__Provided entries__:
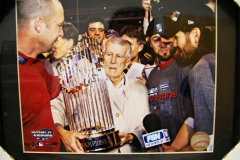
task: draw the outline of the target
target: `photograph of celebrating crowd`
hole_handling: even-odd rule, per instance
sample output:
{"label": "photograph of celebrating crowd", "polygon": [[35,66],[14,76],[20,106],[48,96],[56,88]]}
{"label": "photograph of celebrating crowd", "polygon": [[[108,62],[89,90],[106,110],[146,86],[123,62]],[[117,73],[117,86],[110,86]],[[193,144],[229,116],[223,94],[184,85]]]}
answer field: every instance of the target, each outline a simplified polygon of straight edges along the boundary
{"label": "photograph of celebrating crowd", "polygon": [[24,152],[213,152],[215,0],[16,1]]}

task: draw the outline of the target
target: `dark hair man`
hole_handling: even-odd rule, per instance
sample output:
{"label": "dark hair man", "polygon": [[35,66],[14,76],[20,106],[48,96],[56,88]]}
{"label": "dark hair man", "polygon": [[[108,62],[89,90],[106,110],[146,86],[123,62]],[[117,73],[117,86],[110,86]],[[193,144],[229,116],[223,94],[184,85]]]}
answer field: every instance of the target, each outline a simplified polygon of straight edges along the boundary
{"label": "dark hair man", "polygon": [[88,37],[96,38],[102,44],[105,36],[105,20],[102,16],[91,16],[88,18],[86,33]]}
{"label": "dark hair man", "polygon": [[[206,5],[191,5],[174,12],[172,26],[185,65],[193,64],[188,81],[194,109],[194,131],[213,134],[215,90],[215,20]],[[193,129],[192,129],[193,130]],[[166,151],[179,151],[189,142],[193,132],[182,128]]]}
{"label": "dark hair man", "polygon": [[[52,46],[53,56],[56,59],[56,62],[52,63],[52,66],[56,76],[59,76],[61,73],[60,61],[66,59],[73,47],[78,44],[78,30],[72,23],[63,22],[62,29],[63,35],[59,36]],[[57,98],[51,100],[51,109],[57,132],[66,150],[70,152],[83,151],[79,142],[79,139],[83,138],[83,136],[78,132],[64,129],[68,125],[68,122],[66,121],[66,107],[61,92]]]}
{"label": "dark hair man", "polygon": [[[158,59],[147,78],[151,113],[161,120],[162,128],[169,131],[171,142],[175,139],[185,120],[193,116],[187,76],[191,66],[182,64],[181,52],[176,47],[175,32],[169,30],[171,21],[164,19],[161,10],[149,24],[146,36]],[[169,142],[168,144],[171,144]]]}
{"label": "dark hair man", "polygon": [[24,0],[17,3],[17,15],[24,150],[56,152],[60,138],[53,123],[50,99],[59,94],[59,79],[48,74],[36,57],[62,36],[63,7],[58,0]]}

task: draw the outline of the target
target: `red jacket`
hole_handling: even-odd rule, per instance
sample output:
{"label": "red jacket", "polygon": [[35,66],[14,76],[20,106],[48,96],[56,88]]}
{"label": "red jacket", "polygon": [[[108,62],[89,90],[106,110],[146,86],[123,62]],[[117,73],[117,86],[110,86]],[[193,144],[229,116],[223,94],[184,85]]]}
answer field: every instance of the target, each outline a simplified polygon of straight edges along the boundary
{"label": "red jacket", "polygon": [[25,151],[57,152],[60,138],[53,122],[50,99],[58,96],[59,79],[41,61],[19,52],[19,81]]}

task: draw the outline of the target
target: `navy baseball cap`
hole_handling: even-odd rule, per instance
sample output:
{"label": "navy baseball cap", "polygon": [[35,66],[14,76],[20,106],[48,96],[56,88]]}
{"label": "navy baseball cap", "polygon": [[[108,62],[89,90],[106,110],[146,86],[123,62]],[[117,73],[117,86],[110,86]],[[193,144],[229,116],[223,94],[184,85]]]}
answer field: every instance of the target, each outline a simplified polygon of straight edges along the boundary
{"label": "navy baseball cap", "polygon": [[172,20],[171,25],[177,32],[191,31],[194,27],[215,26],[214,12],[210,7],[202,4],[185,5],[168,18]]}
{"label": "navy baseball cap", "polygon": [[171,14],[172,12],[169,11],[159,11],[158,15],[149,23],[146,37],[151,37],[155,34],[159,34],[164,38],[173,37],[177,30],[174,26],[175,23],[170,18]]}
{"label": "navy baseball cap", "polygon": [[115,31],[114,29],[109,29],[108,31],[106,31],[105,37],[107,38],[110,35],[119,37],[118,31]]}
{"label": "navy baseball cap", "polygon": [[162,37],[173,37],[178,31],[187,32],[201,26],[215,26],[215,14],[206,5],[190,3],[179,6],[178,10],[171,13],[159,13],[149,23],[146,36],[159,34]]}

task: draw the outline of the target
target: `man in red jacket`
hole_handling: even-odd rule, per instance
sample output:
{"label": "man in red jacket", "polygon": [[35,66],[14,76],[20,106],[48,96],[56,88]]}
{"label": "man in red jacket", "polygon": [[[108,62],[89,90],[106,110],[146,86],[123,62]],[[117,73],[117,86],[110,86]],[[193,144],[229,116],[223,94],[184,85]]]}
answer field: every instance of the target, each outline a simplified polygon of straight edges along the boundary
{"label": "man in red jacket", "polygon": [[64,12],[58,0],[24,0],[17,4],[18,60],[25,151],[56,152],[60,138],[50,109],[59,79],[47,73],[36,57],[62,36]]}

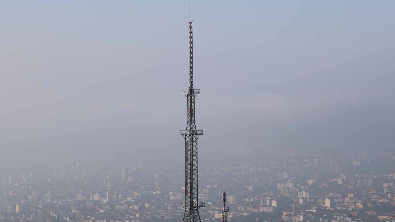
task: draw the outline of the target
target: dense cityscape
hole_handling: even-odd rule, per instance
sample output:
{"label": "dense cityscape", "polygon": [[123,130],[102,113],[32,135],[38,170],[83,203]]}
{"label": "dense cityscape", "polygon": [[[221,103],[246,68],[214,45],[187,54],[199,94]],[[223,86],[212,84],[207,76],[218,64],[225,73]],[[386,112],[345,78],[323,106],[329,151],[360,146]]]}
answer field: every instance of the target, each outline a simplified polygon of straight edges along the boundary
{"label": "dense cityscape", "polygon": [[[231,221],[395,219],[393,153],[201,152],[202,220],[221,221],[223,192],[228,194]],[[77,162],[5,169],[1,173],[1,221],[182,220],[181,168],[153,168],[143,162],[100,167]]]}

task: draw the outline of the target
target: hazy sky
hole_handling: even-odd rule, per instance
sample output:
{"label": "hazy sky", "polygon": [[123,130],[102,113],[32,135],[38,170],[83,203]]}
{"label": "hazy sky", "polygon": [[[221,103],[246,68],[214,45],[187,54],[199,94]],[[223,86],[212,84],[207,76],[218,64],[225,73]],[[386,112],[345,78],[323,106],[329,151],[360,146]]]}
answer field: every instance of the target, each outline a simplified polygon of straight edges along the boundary
{"label": "hazy sky", "polygon": [[[191,2],[199,147],[394,144],[395,2]],[[2,162],[182,156],[188,4],[2,1]]]}

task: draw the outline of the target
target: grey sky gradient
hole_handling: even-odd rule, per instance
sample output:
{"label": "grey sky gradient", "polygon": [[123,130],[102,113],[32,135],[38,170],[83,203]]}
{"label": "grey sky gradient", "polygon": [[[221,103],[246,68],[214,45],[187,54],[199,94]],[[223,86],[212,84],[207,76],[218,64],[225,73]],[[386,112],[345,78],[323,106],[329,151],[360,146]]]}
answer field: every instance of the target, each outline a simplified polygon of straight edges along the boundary
{"label": "grey sky gradient", "polygon": [[[188,5],[2,1],[2,162],[182,156]],[[199,147],[394,145],[395,2],[191,5]]]}

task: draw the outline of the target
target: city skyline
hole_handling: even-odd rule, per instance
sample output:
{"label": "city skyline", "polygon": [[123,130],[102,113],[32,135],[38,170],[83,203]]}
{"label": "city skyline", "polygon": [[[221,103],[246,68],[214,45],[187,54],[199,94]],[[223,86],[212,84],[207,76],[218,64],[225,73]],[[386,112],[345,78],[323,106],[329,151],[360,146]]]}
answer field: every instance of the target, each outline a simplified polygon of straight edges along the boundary
{"label": "city skyline", "polygon": [[[393,149],[393,2],[226,3],[191,3],[201,147]],[[188,6],[2,2],[1,162],[181,156]]]}

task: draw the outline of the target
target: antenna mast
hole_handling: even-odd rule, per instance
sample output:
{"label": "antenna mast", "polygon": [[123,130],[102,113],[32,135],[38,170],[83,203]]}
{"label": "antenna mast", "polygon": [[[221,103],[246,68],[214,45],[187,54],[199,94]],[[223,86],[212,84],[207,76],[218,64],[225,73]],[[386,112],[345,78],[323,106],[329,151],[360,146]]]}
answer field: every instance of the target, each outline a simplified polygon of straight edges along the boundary
{"label": "antenna mast", "polygon": [[222,202],[224,202],[224,207],[222,207],[222,222],[228,222],[228,212],[229,212],[229,208],[225,207],[225,203],[226,202],[226,193],[222,193]]}
{"label": "antenna mast", "polygon": [[204,207],[204,203],[199,202],[198,197],[198,139],[203,134],[203,131],[196,130],[195,123],[195,98],[200,94],[200,90],[194,89],[193,21],[191,21],[190,19],[189,24],[189,85],[188,89],[182,90],[183,94],[186,96],[188,116],[186,128],[180,131],[185,140],[185,201],[181,204],[185,209],[183,222],[200,222],[199,209]]}

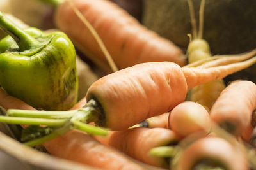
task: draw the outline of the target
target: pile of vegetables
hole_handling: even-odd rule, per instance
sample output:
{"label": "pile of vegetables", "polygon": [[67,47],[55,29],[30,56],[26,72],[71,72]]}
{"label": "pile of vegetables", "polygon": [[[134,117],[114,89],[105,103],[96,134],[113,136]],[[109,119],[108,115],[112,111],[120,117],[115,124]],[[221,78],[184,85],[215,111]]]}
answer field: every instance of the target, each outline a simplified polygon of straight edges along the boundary
{"label": "pile of vegetables", "polygon": [[[256,50],[212,56],[206,1],[198,25],[187,1],[186,53],[118,1],[42,1],[58,31],[19,27],[0,13],[9,34],[0,41],[0,122],[21,127],[23,145],[102,169],[256,169],[256,85],[223,80],[253,66]],[[80,80],[88,73],[77,61],[100,77]]]}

__Goal__: Collect every line of the items above that contains the string "crowd", matching case exactly.

__The result__:
target: `photograph of celebrating crowd`
{"label": "photograph of celebrating crowd", "polygon": [[35,66],[14,76],[20,106],[48,96],[56,88]]}
{"label": "photograph of celebrating crowd", "polygon": [[[108,62],[89,90],[106,110],[146,86],[123,62]],[[117,73],[117,86],[110,86]],[[193,144],[229,116],[223,94],[184,85]]]}
{"label": "photograph of celebrating crowd", "polygon": [[24,152],[213,152],[215,0],[16,1]]}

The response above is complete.